__文書抜粋__:

####

2008 Fiscal Year Annual Research Report
手指麻痺患者の自在な把持動作を実現する実用的ソフトパワーグローブの開発
Project/Area Number |
19700474
|
Research Institution | Nagasaki University |
Principal Investigator |
諸麥 俊司 Nagasaki University, 工学部・機械システム工学講座, 助教 (70346930)
|
Keywords | 麻痺 / 機能代替 / 手指 / 障害者福祉 / 生活支援 / グローブ / 能動装具 |
Research Abstract |
本研究では手指麻痺者の生活改善および社会復帰の手段を提供することを目的として、柔軟素材のみで構成され、五指の自由な運動が可能となるパワーグローブの開発に取り組んだ。本年度に行った研究活動の概要は以下のとおり。 (1) 五指を健常者と同程度の自由度で動かせることが可能なグローブの設計・試作 : グローブは柔軟性と使用感の良さから豚革を素材として用いた。しかし、内部に駆動用の糸を張り巡らすにあたり、豚革の大きな摩擦抵抗が問題となった。効果的な駆動糸の配置や、摩擦低減のために縫い付けるガイドチューブおよび駆動糸の材質など、摩擦力測定実験と製作を繰り返し、最適な構造を模索した。 (2) 第一指(母指)の伸展/屈曲、内転/外転、内旋/外旋、さらに第二一五指の伸展/屈曲を実現するために、計7個のサーボモータを用いて、それぞれの駆動を行うための駆動装置の開発を行った。現時点ではシステムの簡素化のために、第二指と第三指、第四指と第五指の伸展・屈曲運動はそれぞれひとつのモータで同時に行う方式を採用した。 (3) 上記駆動装置を駆動させるためのコントローラをマイコンを用いて構成し、その制御プログラムの開発を行った。 (4) 実験を通して、五指を用いてのテニスボールの投球・捕球動作、缶飲料の把持、シャンケンなど麻痺した指で様々な動作の実現が確認できた。 今後は実用化に向けて、更なる握力の向上、容易な着脱の実現、駆動装置の軽量化、などに取り組む予定である. 現在特許申請の準備中であり、申請後ただちに論文発表など成果の公表を行う。

####

__表示データ__:

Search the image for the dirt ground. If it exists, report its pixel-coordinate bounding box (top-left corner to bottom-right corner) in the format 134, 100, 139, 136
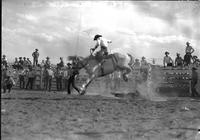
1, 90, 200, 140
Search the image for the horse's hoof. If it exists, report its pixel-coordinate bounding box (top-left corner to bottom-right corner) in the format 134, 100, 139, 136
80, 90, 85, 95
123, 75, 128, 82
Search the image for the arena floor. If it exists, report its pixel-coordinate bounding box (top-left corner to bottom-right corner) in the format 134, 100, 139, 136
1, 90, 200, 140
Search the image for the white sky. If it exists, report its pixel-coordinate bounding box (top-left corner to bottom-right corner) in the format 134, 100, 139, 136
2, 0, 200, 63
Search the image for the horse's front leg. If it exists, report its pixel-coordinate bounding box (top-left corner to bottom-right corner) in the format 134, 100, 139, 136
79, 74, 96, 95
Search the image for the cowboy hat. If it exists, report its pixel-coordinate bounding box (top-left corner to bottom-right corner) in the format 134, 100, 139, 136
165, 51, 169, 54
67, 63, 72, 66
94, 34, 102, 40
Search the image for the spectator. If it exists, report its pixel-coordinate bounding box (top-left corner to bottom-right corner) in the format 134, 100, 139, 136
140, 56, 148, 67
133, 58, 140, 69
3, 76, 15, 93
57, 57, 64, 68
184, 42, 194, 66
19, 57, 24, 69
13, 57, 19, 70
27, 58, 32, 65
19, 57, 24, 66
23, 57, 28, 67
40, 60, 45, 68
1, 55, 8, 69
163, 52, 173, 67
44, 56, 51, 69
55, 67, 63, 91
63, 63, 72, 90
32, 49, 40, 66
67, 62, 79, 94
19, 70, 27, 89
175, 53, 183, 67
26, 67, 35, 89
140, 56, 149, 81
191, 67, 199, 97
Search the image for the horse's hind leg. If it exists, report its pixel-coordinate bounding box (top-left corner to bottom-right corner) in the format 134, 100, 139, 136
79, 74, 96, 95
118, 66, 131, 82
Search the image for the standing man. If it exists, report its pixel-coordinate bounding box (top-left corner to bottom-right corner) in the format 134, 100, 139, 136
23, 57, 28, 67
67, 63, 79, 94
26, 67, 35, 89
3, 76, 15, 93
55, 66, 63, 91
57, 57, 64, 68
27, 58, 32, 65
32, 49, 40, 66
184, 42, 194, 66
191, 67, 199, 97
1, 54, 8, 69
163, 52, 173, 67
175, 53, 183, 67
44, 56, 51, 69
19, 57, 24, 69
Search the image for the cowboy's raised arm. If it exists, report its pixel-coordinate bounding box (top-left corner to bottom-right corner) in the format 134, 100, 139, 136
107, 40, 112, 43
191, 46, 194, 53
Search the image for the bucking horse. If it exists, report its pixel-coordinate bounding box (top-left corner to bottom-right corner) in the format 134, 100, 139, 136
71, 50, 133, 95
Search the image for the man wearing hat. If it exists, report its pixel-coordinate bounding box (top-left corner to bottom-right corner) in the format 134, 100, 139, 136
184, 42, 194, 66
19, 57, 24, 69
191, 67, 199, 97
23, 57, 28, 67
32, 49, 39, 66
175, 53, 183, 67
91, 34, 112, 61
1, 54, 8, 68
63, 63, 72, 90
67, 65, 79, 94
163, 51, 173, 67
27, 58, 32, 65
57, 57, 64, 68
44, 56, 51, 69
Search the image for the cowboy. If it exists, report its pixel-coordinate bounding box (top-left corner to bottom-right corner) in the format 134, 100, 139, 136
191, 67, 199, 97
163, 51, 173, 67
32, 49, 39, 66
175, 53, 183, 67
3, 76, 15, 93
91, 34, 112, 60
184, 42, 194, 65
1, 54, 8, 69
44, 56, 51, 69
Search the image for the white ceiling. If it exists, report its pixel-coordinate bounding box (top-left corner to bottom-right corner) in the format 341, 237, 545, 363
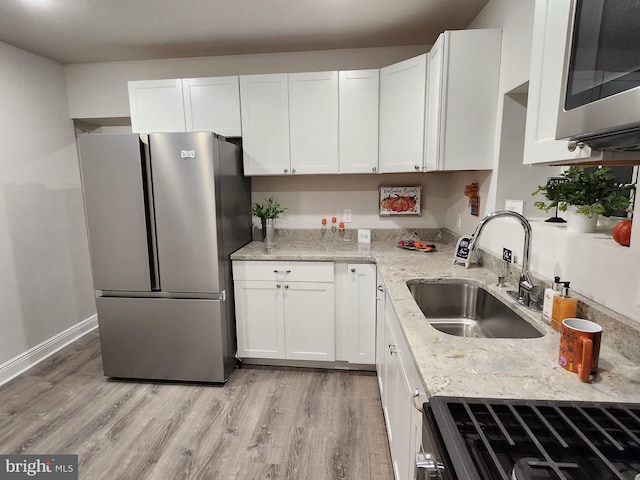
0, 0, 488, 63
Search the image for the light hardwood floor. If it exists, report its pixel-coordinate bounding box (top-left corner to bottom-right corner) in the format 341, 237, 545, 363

####

__作業一覧__:
- A) 文書抜粋の「2008 Fiscal Year」から「工学部・機械システム工学講座, 助教 (70346930)」までを書き直すこと。その際、「Nagasaki University」は「長崎大学」に入れ替える。
- B) 文書抜粋のKeywords欄にある語を、すべて挙げること。

__回答一覧__:
- A)
2008 Fiscal Year Annual Research Report
手指麻痺患者の自在な把持動作を実現する実用的ソフトパワーグローブの開発
Project/Area Number |
19700474
|
Research Institution | 長崎大学 |
Principal Investigator |
諸麥 俊司 長崎大学, 工学部・機械システム工学講座, 助教 (70346930)

- B) 麻痺、機能代替、手指、障害者福祉、生活支援、グローブ、能動装具